## What you have to do
Your answer should be each line of the entries that contains the word "concrete", copied in full.

[Stored items from a collection]
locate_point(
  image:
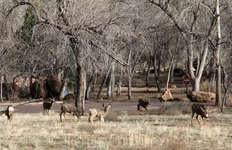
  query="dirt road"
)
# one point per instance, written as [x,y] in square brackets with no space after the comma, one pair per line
[116,106]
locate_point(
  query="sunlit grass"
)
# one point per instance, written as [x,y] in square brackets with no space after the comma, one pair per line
[37,131]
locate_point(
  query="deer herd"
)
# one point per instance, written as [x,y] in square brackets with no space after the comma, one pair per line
[198,109]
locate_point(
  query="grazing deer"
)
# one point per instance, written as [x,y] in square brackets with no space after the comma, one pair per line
[201,110]
[9,112]
[101,113]
[143,103]
[47,106]
[68,108]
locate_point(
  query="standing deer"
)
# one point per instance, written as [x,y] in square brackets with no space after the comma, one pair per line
[9,112]
[101,113]
[143,103]
[201,110]
[68,108]
[47,106]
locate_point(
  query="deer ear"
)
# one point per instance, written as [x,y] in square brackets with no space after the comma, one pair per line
[202,109]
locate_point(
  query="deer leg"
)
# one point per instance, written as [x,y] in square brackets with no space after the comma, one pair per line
[60,116]
[91,119]
[102,120]
[204,120]
[198,120]
[192,119]
[146,108]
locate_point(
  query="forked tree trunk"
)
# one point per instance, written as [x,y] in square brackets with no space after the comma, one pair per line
[102,84]
[119,88]
[87,91]
[218,101]
[1,89]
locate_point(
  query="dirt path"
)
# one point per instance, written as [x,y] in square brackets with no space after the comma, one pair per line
[115,106]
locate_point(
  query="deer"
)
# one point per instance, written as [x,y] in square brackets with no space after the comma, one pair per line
[100,113]
[47,106]
[9,112]
[68,108]
[201,110]
[143,103]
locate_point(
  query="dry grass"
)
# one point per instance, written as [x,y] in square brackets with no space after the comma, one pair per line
[121,130]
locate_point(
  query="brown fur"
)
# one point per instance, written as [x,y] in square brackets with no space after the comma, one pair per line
[143,103]
[201,110]
[101,113]
[68,108]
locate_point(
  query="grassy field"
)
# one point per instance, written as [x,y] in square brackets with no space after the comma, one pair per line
[122,130]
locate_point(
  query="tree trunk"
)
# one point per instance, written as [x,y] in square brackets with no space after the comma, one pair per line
[156,72]
[148,72]
[7,90]
[109,86]
[112,82]
[102,84]
[80,73]
[119,89]
[129,87]
[87,91]
[64,85]
[169,71]
[217,53]
[1,89]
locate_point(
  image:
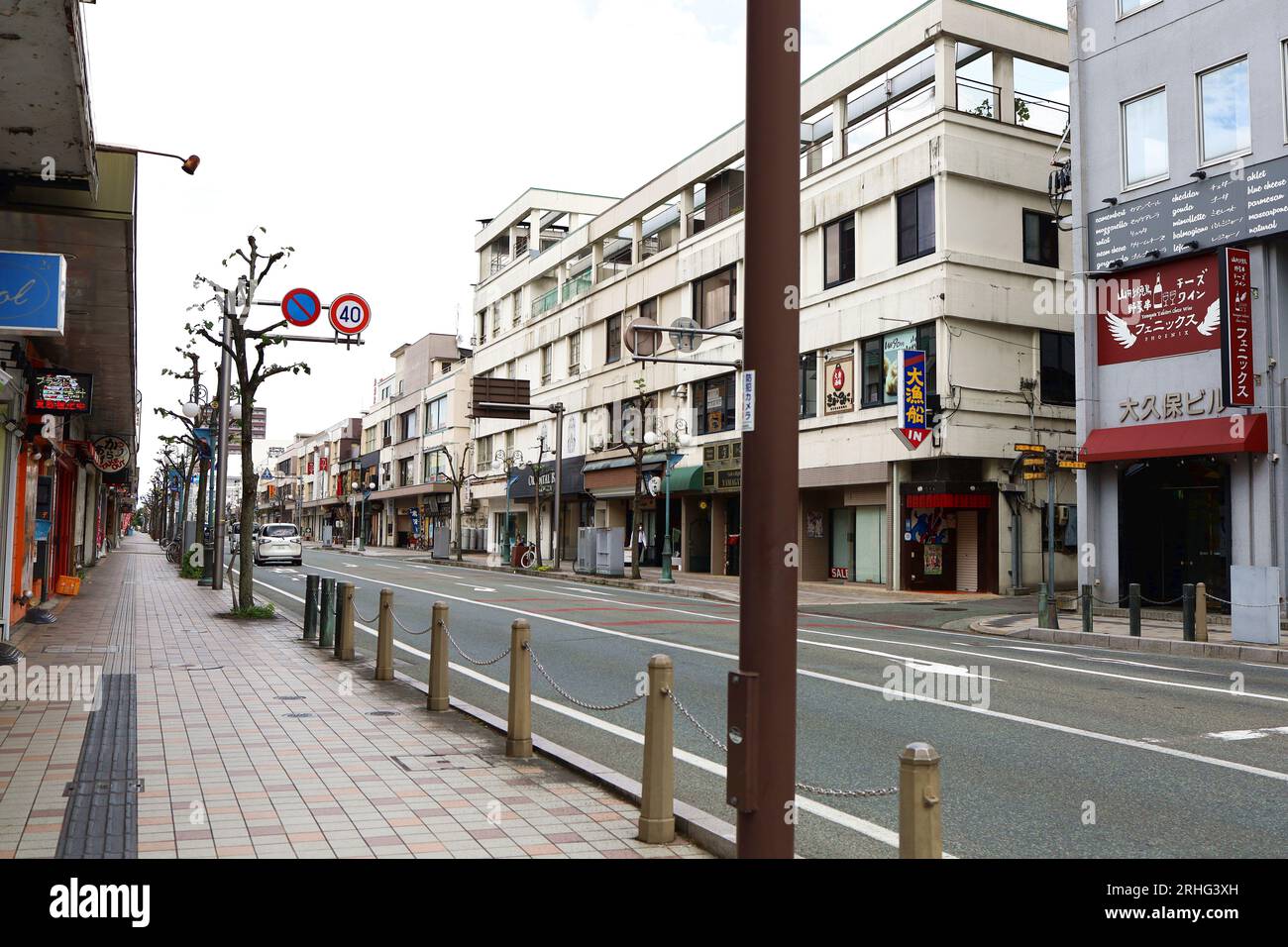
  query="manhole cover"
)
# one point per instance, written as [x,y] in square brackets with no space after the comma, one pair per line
[433,762]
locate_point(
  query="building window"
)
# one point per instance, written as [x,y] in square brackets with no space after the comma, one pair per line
[881,363]
[715,298]
[613,344]
[436,415]
[915,222]
[1041,239]
[1144,134]
[434,466]
[715,405]
[806,379]
[838,252]
[1225,120]
[1128,7]
[575,354]
[1057,371]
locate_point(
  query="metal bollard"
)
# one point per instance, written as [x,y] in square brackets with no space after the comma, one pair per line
[1188,611]
[518,735]
[312,585]
[919,802]
[1201,612]
[344,621]
[657,788]
[438,698]
[385,637]
[326,615]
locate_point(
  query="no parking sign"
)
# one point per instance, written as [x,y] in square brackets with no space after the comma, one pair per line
[349,313]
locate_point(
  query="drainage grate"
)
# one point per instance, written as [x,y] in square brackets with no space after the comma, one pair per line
[89,787]
[433,762]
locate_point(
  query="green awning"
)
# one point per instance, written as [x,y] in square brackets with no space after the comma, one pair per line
[686,478]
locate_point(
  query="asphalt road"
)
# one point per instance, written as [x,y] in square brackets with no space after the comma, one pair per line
[1047,750]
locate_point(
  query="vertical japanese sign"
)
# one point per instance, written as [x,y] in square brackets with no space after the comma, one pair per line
[912,397]
[1236,371]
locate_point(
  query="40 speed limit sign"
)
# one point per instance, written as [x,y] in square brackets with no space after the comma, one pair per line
[351,313]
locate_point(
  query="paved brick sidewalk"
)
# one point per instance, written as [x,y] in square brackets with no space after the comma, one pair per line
[248,744]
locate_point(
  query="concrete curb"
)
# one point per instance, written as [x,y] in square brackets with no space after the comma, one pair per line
[1145,646]
[702,828]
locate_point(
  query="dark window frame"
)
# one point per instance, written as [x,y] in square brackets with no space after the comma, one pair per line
[921,196]
[846,258]
[1047,239]
[1057,376]
[699,312]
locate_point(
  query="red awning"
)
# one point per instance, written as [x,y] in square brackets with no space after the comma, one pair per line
[1179,438]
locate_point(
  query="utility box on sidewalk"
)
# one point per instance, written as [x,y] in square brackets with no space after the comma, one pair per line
[1254,604]
[609,551]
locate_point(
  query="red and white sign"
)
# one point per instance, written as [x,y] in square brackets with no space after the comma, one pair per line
[1236,368]
[912,437]
[1155,312]
[349,313]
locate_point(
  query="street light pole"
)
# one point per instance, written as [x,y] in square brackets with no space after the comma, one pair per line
[761,764]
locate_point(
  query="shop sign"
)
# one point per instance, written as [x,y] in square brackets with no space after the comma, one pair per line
[1237,381]
[913,418]
[111,454]
[60,392]
[33,292]
[838,395]
[1155,312]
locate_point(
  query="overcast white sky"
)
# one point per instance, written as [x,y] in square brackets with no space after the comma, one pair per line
[373,136]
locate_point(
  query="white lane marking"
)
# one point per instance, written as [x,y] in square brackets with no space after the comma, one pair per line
[552,591]
[842,818]
[846,682]
[1247,735]
[1111,660]
[1225,690]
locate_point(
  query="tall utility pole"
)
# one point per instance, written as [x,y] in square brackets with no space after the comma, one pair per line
[763,690]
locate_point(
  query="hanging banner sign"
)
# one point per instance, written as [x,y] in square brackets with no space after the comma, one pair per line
[1236,372]
[111,454]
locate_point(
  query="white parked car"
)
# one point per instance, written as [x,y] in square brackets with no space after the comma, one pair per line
[277,541]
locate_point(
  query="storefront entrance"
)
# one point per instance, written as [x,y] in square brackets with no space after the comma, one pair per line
[1181,527]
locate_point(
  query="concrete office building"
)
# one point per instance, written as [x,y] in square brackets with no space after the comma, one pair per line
[925,226]
[1179,155]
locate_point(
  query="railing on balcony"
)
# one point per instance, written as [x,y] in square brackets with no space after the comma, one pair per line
[574,287]
[1039,114]
[545,302]
[711,213]
[979,98]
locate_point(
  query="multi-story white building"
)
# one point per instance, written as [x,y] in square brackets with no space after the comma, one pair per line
[925,224]
[413,437]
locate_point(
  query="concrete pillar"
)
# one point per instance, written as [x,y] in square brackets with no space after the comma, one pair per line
[687,211]
[945,72]
[840,107]
[1004,77]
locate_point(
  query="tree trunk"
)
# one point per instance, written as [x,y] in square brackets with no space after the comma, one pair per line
[246,552]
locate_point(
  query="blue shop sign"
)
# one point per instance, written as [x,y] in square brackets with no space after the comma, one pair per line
[33,292]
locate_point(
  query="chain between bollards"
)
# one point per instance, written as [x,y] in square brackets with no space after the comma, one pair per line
[385,637]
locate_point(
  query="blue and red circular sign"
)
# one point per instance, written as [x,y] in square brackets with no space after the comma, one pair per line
[301,307]
[349,313]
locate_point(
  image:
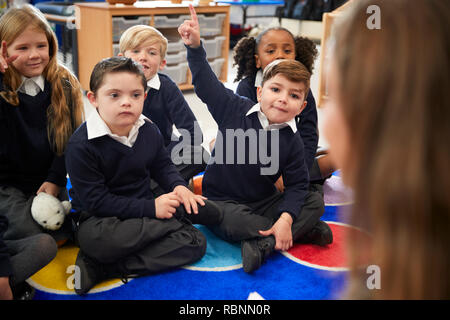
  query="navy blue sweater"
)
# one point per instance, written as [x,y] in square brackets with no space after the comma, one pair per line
[26,157]
[111,179]
[167,107]
[245,182]
[306,121]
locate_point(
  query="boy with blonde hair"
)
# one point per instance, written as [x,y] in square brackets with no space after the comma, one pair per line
[165,104]
[240,181]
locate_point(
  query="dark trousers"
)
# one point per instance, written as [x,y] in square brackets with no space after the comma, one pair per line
[187,169]
[243,221]
[29,255]
[16,206]
[141,246]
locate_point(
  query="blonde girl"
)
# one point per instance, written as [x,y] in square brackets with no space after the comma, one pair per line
[40,107]
[387,124]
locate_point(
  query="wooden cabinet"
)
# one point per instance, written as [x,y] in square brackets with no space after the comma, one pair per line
[95,22]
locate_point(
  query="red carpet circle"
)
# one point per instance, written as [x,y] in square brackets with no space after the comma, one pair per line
[331,257]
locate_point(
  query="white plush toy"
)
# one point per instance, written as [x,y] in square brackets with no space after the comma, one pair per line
[48,211]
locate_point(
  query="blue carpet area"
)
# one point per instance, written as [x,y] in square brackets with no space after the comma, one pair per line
[219,276]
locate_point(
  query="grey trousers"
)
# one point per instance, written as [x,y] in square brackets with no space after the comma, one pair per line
[16,206]
[243,221]
[140,246]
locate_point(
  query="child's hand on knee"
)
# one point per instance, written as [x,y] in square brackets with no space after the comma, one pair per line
[166,205]
[189,30]
[189,199]
[282,231]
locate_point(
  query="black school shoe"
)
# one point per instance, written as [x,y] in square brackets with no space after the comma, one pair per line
[93,272]
[209,215]
[255,251]
[320,235]
[23,291]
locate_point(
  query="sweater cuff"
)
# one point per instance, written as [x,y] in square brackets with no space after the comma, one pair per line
[196,52]
[150,209]
[5,267]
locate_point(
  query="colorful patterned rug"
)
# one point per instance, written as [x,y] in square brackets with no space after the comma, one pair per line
[303,272]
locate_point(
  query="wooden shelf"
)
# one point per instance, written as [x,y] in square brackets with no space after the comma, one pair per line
[95,35]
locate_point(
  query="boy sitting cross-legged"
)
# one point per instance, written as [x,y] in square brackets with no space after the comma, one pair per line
[165,104]
[123,229]
[238,177]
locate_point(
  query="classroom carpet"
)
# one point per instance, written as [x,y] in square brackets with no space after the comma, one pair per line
[304,272]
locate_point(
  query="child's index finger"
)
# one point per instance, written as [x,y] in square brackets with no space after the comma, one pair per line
[4,49]
[193,13]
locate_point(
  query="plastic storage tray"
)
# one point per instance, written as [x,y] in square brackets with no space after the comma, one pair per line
[169,21]
[177,72]
[173,58]
[120,24]
[211,25]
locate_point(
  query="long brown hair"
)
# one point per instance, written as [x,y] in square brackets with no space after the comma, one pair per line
[65,113]
[392,86]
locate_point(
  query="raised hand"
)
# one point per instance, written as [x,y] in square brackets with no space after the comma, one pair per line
[189,30]
[4,59]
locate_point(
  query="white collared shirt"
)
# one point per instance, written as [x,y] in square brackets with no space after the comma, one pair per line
[154,83]
[265,122]
[258,78]
[32,86]
[96,127]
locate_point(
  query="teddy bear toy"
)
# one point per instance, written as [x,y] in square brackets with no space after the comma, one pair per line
[49,211]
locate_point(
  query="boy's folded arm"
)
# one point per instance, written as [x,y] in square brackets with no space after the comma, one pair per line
[221,101]
[164,172]
[94,196]
[179,110]
[296,182]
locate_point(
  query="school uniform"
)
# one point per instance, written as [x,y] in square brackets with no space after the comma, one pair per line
[248,196]
[306,121]
[166,107]
[27,159]
[110,176]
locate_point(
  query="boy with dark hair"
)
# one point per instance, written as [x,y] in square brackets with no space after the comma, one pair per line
[241,181]
[123,229]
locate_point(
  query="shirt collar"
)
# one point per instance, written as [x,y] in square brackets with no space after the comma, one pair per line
[96,128]
[265,122]
[32,85]
[154,82]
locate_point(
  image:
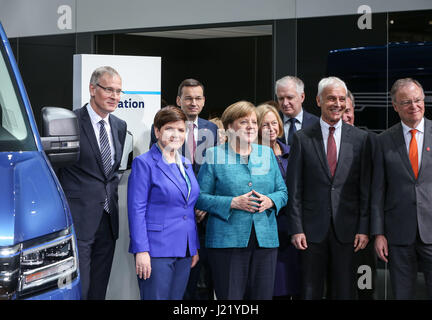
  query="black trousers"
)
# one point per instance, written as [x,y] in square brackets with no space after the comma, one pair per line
[243,273]
[404,263]
[332,260]
[95,261]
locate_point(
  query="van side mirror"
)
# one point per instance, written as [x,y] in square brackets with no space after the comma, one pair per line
[60,136]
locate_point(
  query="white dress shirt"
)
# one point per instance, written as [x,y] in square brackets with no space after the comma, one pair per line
[195,122]
[337,134]
[287,124]
[95,118]
[419,138]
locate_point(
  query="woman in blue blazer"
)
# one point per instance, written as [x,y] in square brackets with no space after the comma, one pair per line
[242,190]
[162,192]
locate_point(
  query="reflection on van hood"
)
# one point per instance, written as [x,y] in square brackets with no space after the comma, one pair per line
[30,202]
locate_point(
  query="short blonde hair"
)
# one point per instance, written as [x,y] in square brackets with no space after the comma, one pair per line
[261,111]
[235,111]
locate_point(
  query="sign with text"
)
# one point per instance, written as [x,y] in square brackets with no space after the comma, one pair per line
[141,85]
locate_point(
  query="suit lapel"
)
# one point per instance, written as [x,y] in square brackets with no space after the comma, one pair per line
[344,148]
[91,137]
[399,141]
[426,150]
[166,169]
[319,147]
[116,141]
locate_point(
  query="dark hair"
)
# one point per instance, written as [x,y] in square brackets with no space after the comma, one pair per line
[402,83]
[189,83]
[168,114]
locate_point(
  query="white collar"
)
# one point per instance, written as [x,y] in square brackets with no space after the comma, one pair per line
[94,117]
[420,127]
[326,126]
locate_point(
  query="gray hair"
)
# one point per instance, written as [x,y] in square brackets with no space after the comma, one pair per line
[330,82]
[99,72]
[286,80]
[351,97]
[402,83]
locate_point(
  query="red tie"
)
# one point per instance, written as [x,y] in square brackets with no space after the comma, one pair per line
[331,151]
[191,141]
[413,152]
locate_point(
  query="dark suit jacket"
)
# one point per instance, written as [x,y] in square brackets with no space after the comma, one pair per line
[207,138]
[85,183]
[308,120]
[400,202]
[315,198]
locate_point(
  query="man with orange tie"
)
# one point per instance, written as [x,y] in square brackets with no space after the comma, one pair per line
[402,192]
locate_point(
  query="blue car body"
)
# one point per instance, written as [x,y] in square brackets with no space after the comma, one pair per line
[38,254]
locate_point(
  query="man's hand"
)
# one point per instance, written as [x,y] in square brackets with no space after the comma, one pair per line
[199,215]
[195,259]
[299,241]
[381,247]
[360,242]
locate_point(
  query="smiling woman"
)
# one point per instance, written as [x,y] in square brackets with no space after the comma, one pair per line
[162,192]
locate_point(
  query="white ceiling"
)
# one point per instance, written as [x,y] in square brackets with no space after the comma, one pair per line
[231,32]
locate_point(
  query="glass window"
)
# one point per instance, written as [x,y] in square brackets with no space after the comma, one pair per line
[15,132]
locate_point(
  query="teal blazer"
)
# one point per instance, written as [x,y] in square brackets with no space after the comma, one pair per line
[225,175]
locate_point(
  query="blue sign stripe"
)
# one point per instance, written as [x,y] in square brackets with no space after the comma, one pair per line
[141,92]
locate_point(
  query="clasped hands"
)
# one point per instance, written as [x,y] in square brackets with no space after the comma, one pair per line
[252,202]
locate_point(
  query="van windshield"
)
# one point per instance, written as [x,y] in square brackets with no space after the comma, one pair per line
[15,131]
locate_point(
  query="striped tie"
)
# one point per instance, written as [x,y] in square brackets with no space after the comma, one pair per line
[106,156]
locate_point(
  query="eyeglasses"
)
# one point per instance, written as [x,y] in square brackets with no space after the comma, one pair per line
[190,99]
[406,103]
[110,90]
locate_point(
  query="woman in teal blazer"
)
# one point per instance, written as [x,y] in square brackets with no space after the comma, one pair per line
[242,190]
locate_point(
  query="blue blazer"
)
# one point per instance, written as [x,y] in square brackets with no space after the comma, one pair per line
[161,217]
[223,177]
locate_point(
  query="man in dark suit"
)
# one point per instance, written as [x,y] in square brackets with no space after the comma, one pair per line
[329,170]
[363,258]
[91,184]
[290,95]
[201,134]
[402,192]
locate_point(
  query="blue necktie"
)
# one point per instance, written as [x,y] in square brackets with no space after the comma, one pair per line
[106,156]
[291,130]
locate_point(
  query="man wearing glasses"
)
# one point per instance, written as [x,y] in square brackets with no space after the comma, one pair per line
[91,184]
[402,192]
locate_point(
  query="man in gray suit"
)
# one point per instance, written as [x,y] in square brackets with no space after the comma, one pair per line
[328,207]
[402,197]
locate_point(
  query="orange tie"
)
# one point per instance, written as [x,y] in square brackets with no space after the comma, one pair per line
[413,153]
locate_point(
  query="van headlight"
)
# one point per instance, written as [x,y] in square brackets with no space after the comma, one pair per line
[49,262]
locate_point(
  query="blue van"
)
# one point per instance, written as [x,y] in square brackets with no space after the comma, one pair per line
[38,252]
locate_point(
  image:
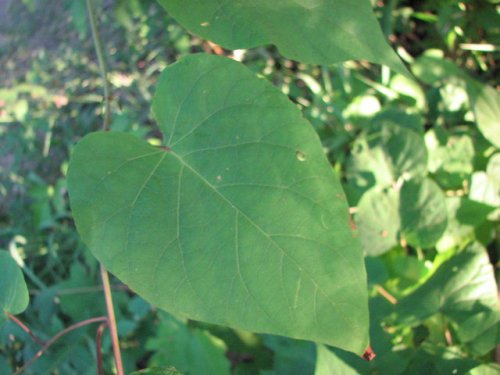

## Worked solution
  query="concrete curb"
  query="concrete office building"
  query="concrete pillar"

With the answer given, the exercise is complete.